-------- Supplied entries
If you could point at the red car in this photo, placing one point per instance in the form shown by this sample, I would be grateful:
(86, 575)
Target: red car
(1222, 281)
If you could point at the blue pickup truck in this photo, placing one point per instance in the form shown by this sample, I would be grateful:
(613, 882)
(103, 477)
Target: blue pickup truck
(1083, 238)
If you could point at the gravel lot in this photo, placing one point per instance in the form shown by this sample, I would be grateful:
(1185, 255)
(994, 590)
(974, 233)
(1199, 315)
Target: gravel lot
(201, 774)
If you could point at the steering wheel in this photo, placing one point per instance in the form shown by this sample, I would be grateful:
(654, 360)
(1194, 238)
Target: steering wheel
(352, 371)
----------------
§ What is needed
Arrange the lines above as a Markdown table with the columns "Row" and "Line," numbering each row and omitting any blank lines.

§ Written solution
| Row | Line |
|---|---|
| 1 | If you could point at the red car in this photo, placing one point per instance in the form shown by this sample, I would be grateful: |
| 2 | (86, 575) |
| 3 | Target: red car |
| 4 | (1222, 281) |
| 5 | If you could point at the blue pickup truck in this photo, placing one point per instance in the form shown by this sample, I would be grateful: |
| 6 | (613, 882) |
| 7 | (103, 477) |
| 8 | Target: blue pickup truck |
| 9 | (1083, 238) |
| 10 | If you could point at the gravel lot in this photo, placing one point per instance in the form shown by this sample, I would be grateful: |
| 11 | (1185, 255) |
| 12 | (994, 590) |
| 13 | (974, 233) |
| 14 | (1199, 315) |
| 15 | Target: gravel lot |
| 16 | (201, 774) |
| 17 | If you could point at the steering wheel in this photo, placing one point per instance in the form shown by this sample, I would be grateful: |
| 18 | (654, 360) |
| 19 | (1194, 238) |
| 20 | Target: steering wheel |
| 21 | (352, 371) |